Task prompt> The output should be the line containing "Would you be able to locate the wooden pole" and every later line of the records, exactly as written, and nothing else.

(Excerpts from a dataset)
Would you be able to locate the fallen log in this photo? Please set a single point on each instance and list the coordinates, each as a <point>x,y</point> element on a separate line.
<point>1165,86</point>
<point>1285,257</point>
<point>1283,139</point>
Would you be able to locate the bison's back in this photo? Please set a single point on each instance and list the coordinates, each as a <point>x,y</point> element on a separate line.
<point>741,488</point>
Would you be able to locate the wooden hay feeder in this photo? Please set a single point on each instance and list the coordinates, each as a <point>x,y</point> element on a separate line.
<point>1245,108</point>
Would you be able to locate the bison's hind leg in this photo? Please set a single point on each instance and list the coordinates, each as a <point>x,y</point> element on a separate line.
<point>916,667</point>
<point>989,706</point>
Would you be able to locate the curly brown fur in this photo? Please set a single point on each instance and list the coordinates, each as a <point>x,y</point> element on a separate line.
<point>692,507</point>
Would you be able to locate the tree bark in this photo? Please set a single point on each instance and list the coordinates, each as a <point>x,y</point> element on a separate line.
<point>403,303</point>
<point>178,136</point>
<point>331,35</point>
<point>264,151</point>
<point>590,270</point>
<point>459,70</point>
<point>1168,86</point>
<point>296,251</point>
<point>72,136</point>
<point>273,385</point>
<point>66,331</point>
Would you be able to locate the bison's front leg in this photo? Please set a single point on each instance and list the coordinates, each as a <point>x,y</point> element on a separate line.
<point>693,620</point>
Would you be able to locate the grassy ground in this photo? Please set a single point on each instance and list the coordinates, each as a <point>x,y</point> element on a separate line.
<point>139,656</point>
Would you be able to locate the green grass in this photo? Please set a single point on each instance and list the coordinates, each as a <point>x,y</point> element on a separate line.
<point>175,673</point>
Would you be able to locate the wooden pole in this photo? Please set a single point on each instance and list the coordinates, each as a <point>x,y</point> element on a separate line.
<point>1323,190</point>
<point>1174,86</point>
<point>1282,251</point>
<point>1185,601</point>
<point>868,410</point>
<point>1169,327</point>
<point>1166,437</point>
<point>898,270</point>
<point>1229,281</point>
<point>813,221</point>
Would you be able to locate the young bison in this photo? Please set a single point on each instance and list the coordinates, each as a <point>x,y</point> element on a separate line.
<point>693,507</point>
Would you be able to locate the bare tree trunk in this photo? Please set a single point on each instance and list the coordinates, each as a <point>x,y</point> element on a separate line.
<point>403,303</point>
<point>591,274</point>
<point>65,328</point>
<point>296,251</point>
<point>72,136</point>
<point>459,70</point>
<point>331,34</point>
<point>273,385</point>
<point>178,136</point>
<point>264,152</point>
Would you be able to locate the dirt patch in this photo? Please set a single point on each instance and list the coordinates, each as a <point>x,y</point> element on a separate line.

The completed task>
Would you be able to locate the wooden pole in this photo? Please set a single point on each instance and list the coordinates, each as a <point>x,y</point> element on a separate line.
<point>1323,190</point>
<point>1174,86</point>
<point>1282,251</point>
<point>1185,601</point>
<point>868,410</point>
<point>1169,327</point>
<point>1166,437</point>
<point>898,270</point>
<point>1229,281</point>
<point>813,221</point>
Would you be able to locate the young bison in this photo? Please set a single point on each instance and list the coordinates, each as a <point>x,y</point> element on a separate line.
<point>693,507</point>
Would you be able to locate the bare tree trunk in this photo? Please set a single point on each instance and list the coordinates, each as a <point>x,y</point> element on a separate line.
<point>403,303</point>
<point>591,274</point>
<point>65,328</point>
<point>296,251</point>
<point>72,136</point>
<point>459,70</point>
<point>331,34</point>
<point>273,385</point>
<point>178,136</point>
<point>264,152</point>
Would you be able to locate the dirt patch in this photo? Please set a single point on each instance and list the coordinates, each as a <point>x,y</point> element on a separate line.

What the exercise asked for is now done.